_EXERCISE OBJECTIVE_.
Restate the listing exactly and in full.

_TASK MATERIAL_.
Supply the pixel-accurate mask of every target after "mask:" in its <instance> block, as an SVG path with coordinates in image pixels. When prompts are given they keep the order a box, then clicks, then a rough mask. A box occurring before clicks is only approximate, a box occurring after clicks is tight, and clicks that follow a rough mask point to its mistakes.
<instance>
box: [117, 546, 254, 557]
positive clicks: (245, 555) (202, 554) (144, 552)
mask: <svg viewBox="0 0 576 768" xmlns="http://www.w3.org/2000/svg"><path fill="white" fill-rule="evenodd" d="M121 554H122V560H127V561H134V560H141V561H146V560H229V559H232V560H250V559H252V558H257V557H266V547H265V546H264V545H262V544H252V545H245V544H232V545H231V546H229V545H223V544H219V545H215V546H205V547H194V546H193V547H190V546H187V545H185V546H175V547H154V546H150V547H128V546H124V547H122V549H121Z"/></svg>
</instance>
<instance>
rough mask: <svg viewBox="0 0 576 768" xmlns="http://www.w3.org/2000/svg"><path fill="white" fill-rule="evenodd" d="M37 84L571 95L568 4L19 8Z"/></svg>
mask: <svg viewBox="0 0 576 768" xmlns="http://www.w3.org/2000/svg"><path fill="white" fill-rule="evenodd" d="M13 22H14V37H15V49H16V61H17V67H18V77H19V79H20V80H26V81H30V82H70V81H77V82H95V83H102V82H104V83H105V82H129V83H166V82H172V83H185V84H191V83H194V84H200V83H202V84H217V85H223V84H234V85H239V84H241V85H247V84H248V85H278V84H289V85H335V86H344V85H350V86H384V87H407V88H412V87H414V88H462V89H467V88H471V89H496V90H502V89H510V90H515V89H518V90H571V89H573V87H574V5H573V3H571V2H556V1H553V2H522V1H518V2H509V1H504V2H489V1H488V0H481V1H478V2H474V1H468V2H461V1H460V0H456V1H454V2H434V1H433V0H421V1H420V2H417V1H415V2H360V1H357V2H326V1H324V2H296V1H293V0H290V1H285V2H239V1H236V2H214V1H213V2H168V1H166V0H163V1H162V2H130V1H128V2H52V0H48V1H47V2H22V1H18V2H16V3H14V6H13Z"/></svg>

_WRITTEN REPLY_.
Supply the pixel-accurate mask of every target after "mask:" in its <instance> block, as an SVG path with coordinates in image pixels. When prompts are given they keep the order a box, then clicks, then a rough mask. A box occurring before clicks is only approximate, a box occurring after clicks is tight, and clicks that follow a rough mask point to its mistakes.
<instance>
box: [117, 546, 254, 557]
positive clicks: (245, 555) (202, 554) (144, 552)
mask: <svg viewBox="0 0 576 768" xmlns="http://www.w3.org/2000/svg"><path fill="white" fill-rule="evenodd" d="M121 554H122V560H127V561H134V560H141V561H146V560H229V559H232V560H250V559H252V558H257V557H266V547H265V546H264V545H262V544H252V545H245V544H232V545H231V546H229V545H223V544H219V545H215V546H205V547H194V546H193V547H190V546H187V545H185V546H175V547H154V546H150V547H128V546H124V547H122V549H121Z"/></svg>
</instance>
<instance>
rough mask: <svg viewBox="0 0 576 768" xmlns="http://www.w3.org/2000/svg"><path fill="white" fill-rule="evenodd" d="M37 84L571 95L568 4L19 8Z"/></svg>
mask: <svg viewBox="0 0 576 768" xmlns="http://www.w3.org/2000/svg"><path fill="white" fill-rule="evenodd" d="M13 22H14V37H15V49H16V61H17V67H18V77H19V79H20V80H26V81H30V82H70V81H77V82H95V83H102V82H104V83H105V82H129V83H166V82H172V83H185V84H191V83H194V84H200V83H202V84H217V85H223V84H234V85H239V84H241V85H247V84H248V85H278V84H289V85H335V86H344V85H350V86H384V87H407V88H412V87H414V88H462V89H467V88H471V89H496V90H502V89H510V90H515V89H518V90H571V89H573V87H574V5H573V3H571V2H556V1H553V2H522V1H518V2H509V1H504V2H489V1H488V0H481V1H478V2H474V1H468V2H461V1H460V0H456V1H454V2H434V1H433V0H421V1H420V2H417V1H415V2H360V1H357V2H326V1H324V2H296V1H293V0H290V1H285V2H239V1H236V2H214V1H213V2H168V1H166V0H163V1H162V2H130V1H128V2H52V0H48V1H47V2H22V1H18V2H16V3H14V6H13Z"/></svg>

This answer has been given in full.